Что нужно сделать:
Замените «black boot» на «dark boot» в строках начиная со строки с «Cam-trap alert: motion was detected. Identify metal» и заканчивая строкой с «530, 378, 551, 418» включительно. Приведите эти строки целиком, ничего больше не меняя.

Исходные строки:
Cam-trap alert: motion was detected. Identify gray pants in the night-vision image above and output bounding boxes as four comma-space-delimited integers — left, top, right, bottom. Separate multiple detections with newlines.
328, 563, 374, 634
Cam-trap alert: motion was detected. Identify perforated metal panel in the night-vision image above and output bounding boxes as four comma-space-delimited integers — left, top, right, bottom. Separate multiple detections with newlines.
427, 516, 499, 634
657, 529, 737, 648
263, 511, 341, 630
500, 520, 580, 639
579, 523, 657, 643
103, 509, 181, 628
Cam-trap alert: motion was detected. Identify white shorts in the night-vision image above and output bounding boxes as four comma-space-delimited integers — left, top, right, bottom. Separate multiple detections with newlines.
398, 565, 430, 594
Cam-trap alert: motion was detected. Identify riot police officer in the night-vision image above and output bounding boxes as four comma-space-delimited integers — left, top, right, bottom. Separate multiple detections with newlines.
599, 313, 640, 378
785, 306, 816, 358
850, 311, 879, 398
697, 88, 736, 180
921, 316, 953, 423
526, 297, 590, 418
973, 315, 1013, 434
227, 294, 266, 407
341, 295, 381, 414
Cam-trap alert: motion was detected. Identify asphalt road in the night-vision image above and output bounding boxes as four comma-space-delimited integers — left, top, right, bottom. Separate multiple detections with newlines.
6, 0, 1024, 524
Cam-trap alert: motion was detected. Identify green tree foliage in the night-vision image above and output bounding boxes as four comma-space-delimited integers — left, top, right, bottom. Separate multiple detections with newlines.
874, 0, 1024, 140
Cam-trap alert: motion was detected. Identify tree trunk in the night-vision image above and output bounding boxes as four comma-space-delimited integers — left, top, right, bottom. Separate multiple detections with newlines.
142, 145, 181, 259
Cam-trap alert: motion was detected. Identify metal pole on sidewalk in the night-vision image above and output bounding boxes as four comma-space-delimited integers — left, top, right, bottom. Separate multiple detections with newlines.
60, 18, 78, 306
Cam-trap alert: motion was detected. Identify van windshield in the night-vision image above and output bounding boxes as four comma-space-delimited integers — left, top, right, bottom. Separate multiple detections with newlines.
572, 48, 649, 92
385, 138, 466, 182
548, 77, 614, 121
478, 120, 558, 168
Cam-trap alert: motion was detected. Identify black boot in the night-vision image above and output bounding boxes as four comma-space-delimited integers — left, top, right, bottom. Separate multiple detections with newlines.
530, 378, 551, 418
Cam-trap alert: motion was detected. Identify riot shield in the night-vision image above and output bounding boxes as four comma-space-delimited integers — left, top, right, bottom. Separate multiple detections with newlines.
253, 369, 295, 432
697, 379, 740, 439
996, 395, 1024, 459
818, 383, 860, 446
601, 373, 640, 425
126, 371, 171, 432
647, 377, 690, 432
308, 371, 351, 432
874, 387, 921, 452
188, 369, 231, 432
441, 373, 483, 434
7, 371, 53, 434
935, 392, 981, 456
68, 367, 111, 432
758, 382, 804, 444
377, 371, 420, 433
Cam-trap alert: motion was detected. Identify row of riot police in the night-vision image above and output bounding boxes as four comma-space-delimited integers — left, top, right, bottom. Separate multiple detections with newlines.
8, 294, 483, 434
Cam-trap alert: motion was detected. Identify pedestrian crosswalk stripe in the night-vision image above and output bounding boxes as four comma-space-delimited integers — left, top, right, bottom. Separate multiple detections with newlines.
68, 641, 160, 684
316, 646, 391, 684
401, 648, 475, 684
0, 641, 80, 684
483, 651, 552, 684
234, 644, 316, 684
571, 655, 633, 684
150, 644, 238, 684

Выполненное задание:
Cam-trap alert: motion was detected. Identify metal pole on sidewalk in the night-vision image above and output bounding boxes as four comma-space-delimited integers — left, top, right, bottom. Separate multiple detections with newlines.
60, 18, 78, 306
Cam-trap alert: motion was detected. Identify van windshield in the night-vision image above and output bounding boxes as four comma-space-delimited integers — left, top, right, bottom. Separate multiple detections with newlines.
572, 48, 649, 92
385, 138, 466, 182
548, 77, 614, 121
478, 120, 558, 168
Cam-trap alert: motion was detected. Identify dark boot in the night-vision image above and output bounding boxes as four comma-space-delimited integers — left, top, right, bottom. Separate multiple detections with newlines.
530, 378, 551, 418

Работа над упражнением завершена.